_Exercise brief_
Exactly the lines from the beginning of the records to the line with "Target to segment: snow-covered pine tree", both ends included, are to be given again, and pictures are to be left out.

_Available records_

- - -

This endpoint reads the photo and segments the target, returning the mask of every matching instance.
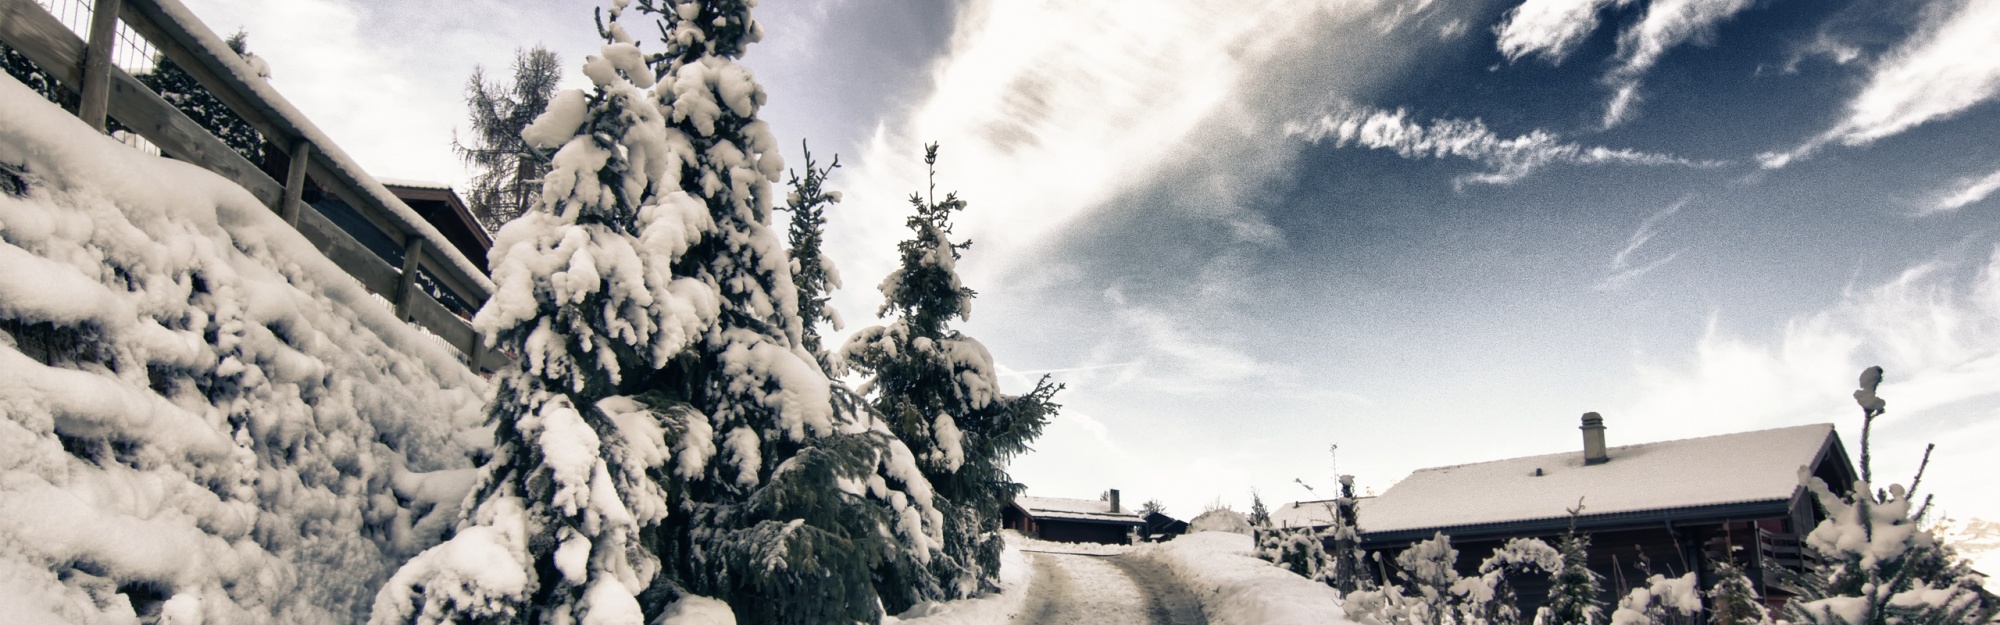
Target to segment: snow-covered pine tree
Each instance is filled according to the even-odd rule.
[[[667,563],[663,594],[722,598],[740,622],[875,622],[885,605],[942,592],[919,573],[948,536],[914,455],[843,418],[803,346],[799,293],[771,227],[784,165],[757,118],[764,91],[736,61],[762,37],[751,4],[635,4],[658,17],[664,44],[646,58],[681,157],[664,193],[702,209],[686,222],[702,234],[673,274],[719,295],[715,323],[645,381],[706,417],[713,439],[700,440],[715,454],[676,474],[678,514],[649,544]],[[606,30],[624,37],[615,22]]]
[[[616,23],[624,3],[611,11]],[[681,193],[636,46],[605,33],[569,91],[523,134],[560,148],[534,210],[493,248],[474,325],[519,355],[495,379],[493,457],[456,536],[406,563],[372,623],[643,623],[660,563],[642,532],[677,476],[715,453],[707,419],[649,373],[681,362],[721,314],[713,284],[670,271],[711,226]]]
[[[1457,622],[1459,602],[1453,592],[1459,585],[1457,563],[1458,550],[1452,548],[1451,537],[1443,532],[1396,554],[1396,569],[1403,578],[1404,594],[1421,602],[1423,607],[1416,623]]]
[[[1870,467],[1868,436],[1875,418],[1888,409],[1876,395],[1882,368],[1861,372],[1854,400],[1861,406],[1861,479],[1846,495],[1801,469],[1799,480],[1826,519],[1806,535],[1818,563],[1788,580],[1798,596],[1785,604],[1785,617],[1801,625],[1971,625],[1995,618],[1992,595],[1982,579],[1923,527],[1931,498],[1916,505],[1916,487],[1930,465],[1933,446],[1924,449],[1910,487],[1877,490]]]
[[[911,194],[914,236],[897,245],[901,265],[881,284],[879,315],[842,346],[839,360],[869,376],[863,389],[942,500],[944,557],[932,570],[948,597],[994,585],[1000,568],[1000,506],[1021,486],[1007,462],[1028,449],[1055,414],[1060,385],[1045,376],[1024,395],[1002,395],[986,347],[951,327],[971,314],[973,291],[954,269],[970,242],[951,240],[951,213],[966,203],[937,197],[936,144],[925,146],[928,194]]]
[[[250,56],[248,32],[236,31],[236,34],[229,36],[226,43],[229,45],[229,51],[235,52],[238,56],[246,58]],[[202,128],[208,129],[210,134],[221,139],[229,149],[243,155],[243,158],[251,164],[260,166],[264,164],[264,135],[257,132],[257,128],[251,126],[250,122],[244,121],[243,116],[230,110],[229,106],[216,98],[207,87],[196,82],[193,74],[189,74],[165,54],[153,57],[153,71],[133,78],[139,79],[140,84],[146,85],[154,93],[160,94],[161,99],[180,109],[182,113],[187,114],[188,119],[201,124]]]
[[[1250,527],[1262,529],[1271,526],[1271,509],[1264,507],[1264,496],[1257,494],[1256,489],[1250,490],[1249,518]]]
[[[1368,553],[1361,549],[1360,499],[1354,495],[1354,476],[1340,476],[1340,497],[1334,499],[1334,525],[1329,528],[1333,550],[1333,572],[1327,581],[1342,595],[1374,586],[1368,574]]]
[[[1709,566],[1709,577],[1715,580],[1715,586],[1708,590],[1709,625],[1765,625],[1771,621],[1770,611],[1757,597],[1757,587],[1736,563],[1716,560]]]
[[[833,162],[820,167],[813,161],[811,146],[801,142],[799,149],[805,153],[806,174],[803,177],[797,172],[787,174],[786,184],[792,191],[785,195],[785,206],[779,210],[792,214],[791,223],[785,227],[785,242],[792,261],[792,284],[799,290],[801,343],[807,352],[820,359],[822,368],[831,372],[819,326],[828,324],[835,332],[841,329],[840,311],[828,304],[833,299],[833,290],[840,288],[840,270],[821,246],[826,242],[826,208],[840,203],[840,192],[826,188],[827,176],[840,168],[840,155],[834,155]]]
[[[1548,605],[1535,620],[1540,625],[1599,625],[1604,622],[1604,603],[1598,598],[1603,580],[1590,570],[1590,535],[1576,531],[1577,517],[1583,514],[1578,502],[1569,511],[1569,531],[1556,549],[1562,552],[1562,570],[1549,588]]]
[[[827,303],[832,299],[830,290],[840,288],[840,274],[821,246],[825,242],[826,208],[840,202],[840,192],[826,188],[827,176],[840,166],[840,157],[835,156],[827,166],[820,167],[813,160],[812,149],[804,145],[801,148],[806,173],[788,176],[786,184],[791,192],[786,194],[781,210],[792,214],[786,239],[790,244],[787,254],[791,258],[792,284],[798,289],[800,344],[832,378],[834,362],[823,347],[819,326],[824,323],[840,329],[840,316]],[[884,518],[889,525],[875,532],[880,540],[886,541],[881,548],[885,557],[874,573],[875,592],[882,607],[894,614],[919,601],[941,598],[942,586],[928,566],[940,550],[939,539],[943,536],[943,517],[932,507],[930,483],[917,471],[909,447],[889,432],[888,425],[877,418],[874,407],[838,379],[830,383],[833,410],[841,431],[833,438],[839,444],[868,451],[854,457],[867,459],[863,464],[873,470],[865,493],[856,494],[865,494],[874,505],[890,512]],[[855,472],[854,468],[847,470]]]
[[[476,170],[465,203],[487,232],[526,213],[541,192],[549,165],[521,138],[521,130],[548,110],[561,72],[561,58],[537,45],[514,51],[512,83],[489,82],[486,69],[478,66],[466,80],[472,137],[460,143],[454,134],[451,150]]]

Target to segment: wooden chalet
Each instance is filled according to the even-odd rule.
[[[1362,548],[1393,567],[1396,553],[1442,533],[1458,549],[1459,572],[1471,575],[1508,539],[1557,544],[1571,523],[1568,510],[1581,501],[1576,529],[1590,534],[1589,566],[1604,576],[1607,603],[1645,584],[1648,568],[1670,577],[1694,571],[1708,588],[1709,564],[1729,558],[1778,604],[1790,596],[1779,572],[1812,557],[1800,538],[1821,518],[1799,484],[1801,469],[1836,491],[1855,480],[1832,424],[1607,447],[1602,419],[1589,413],[1583,421],[1583,453],[1422,469],[1362,499]],[[1328,508],[1295,502],[1272,519],[1323,527]],[[1529,577],[1516,587],[1523,611],[1533,613],[1548,580]]]
[[[1103,500],[1015,497],[1000,521],[1022,535],[1066,543],[1126,545],[1146,531],[1146,517],[1121,505],[1115,489]]]
[[[1187,521],[1182,521],[1160,512],[1146,513],[1146,540],[1148,541],[1165,542],[1173,540],[1175,536],[1186,534],[1187,531]]]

- - -

_Finished exercise_
This endpoint reads the photo and segments the target, returning the mask of every matching instance.
Target to segment: snow-covered pine tree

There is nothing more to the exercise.